=== Task objective ===
Identify every line of the records below that contains the word "front" and copy each such line in full. Case counts.

---------- Material ----------

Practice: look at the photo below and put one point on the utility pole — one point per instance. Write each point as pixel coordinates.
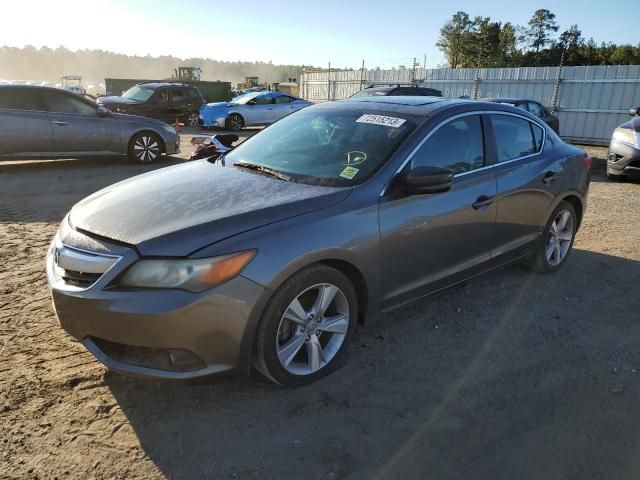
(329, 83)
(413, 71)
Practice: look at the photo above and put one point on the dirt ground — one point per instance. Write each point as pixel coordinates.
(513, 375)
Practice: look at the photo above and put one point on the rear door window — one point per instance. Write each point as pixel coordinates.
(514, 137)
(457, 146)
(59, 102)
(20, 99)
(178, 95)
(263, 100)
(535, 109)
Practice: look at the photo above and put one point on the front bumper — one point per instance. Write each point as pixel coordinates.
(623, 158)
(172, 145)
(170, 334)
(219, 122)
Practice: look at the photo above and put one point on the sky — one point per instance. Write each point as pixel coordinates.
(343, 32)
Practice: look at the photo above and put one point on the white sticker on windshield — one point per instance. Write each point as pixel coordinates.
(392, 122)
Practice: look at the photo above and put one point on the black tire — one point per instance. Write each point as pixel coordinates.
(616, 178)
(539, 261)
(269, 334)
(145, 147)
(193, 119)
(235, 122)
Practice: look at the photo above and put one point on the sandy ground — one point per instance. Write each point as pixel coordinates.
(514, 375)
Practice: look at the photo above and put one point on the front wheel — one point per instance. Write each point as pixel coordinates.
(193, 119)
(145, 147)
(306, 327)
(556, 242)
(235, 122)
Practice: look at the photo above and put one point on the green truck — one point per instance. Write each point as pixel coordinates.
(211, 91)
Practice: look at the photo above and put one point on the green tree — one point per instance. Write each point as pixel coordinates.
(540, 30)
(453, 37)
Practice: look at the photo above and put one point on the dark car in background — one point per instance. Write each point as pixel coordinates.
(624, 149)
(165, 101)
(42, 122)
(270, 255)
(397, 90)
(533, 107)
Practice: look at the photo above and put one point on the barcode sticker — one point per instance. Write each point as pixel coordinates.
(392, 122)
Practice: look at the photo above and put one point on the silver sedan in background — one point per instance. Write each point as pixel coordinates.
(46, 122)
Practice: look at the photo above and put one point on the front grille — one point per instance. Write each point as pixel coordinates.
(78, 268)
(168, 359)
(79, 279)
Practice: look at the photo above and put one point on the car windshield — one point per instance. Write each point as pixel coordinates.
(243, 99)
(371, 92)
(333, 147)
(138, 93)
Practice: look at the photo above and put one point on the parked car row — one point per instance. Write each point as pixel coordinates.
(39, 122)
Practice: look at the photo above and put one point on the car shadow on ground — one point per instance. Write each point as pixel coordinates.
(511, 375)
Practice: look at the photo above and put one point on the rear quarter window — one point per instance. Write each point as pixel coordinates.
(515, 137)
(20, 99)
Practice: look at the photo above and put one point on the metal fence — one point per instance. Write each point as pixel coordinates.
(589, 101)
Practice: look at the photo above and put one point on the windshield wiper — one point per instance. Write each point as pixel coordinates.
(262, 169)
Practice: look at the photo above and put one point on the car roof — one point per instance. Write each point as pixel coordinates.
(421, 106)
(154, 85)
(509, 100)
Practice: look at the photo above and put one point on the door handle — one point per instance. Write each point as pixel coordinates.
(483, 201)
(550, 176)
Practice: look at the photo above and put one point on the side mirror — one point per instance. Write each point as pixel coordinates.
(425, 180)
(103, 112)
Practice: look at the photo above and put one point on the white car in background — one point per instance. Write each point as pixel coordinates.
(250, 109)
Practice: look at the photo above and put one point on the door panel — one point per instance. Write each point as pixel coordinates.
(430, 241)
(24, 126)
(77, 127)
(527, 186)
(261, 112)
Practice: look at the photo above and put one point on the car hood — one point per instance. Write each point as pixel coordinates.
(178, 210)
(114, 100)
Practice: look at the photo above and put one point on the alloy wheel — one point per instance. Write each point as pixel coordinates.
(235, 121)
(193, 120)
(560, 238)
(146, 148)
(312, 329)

----------
---------- Material ----------

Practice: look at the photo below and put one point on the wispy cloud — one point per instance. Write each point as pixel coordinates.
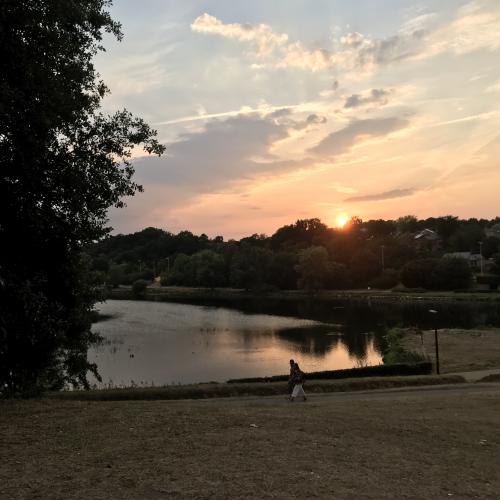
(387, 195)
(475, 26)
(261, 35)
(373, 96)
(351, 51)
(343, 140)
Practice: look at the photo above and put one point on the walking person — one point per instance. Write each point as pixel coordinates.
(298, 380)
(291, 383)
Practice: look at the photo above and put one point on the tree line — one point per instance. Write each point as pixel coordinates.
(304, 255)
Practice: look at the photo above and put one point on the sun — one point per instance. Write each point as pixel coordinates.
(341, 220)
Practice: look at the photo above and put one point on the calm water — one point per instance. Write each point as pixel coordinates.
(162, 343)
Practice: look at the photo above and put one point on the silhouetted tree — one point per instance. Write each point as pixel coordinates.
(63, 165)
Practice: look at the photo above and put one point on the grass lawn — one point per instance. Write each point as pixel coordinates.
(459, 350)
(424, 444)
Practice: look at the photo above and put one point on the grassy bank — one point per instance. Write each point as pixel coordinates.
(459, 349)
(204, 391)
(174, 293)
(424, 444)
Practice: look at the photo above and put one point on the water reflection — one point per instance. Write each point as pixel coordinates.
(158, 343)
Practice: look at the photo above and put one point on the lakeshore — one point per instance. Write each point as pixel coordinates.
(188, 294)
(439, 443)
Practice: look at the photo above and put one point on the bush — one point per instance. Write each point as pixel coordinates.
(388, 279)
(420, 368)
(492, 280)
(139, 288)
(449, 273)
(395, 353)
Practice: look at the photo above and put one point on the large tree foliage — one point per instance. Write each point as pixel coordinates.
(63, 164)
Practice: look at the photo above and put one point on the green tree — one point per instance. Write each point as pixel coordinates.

----------

=== Task solution ===
Practice: look at the photo above and put one point on the front bumper — one point per instance. Write each point as pixel coordinates.
Practice: look at the photo above and put one point on the front wheel — one point per instance. Write each point as pixel coordinates.
Practice: look at the photo above and put one point on the front grille — one point per instance. Write each point as pixel coordinates.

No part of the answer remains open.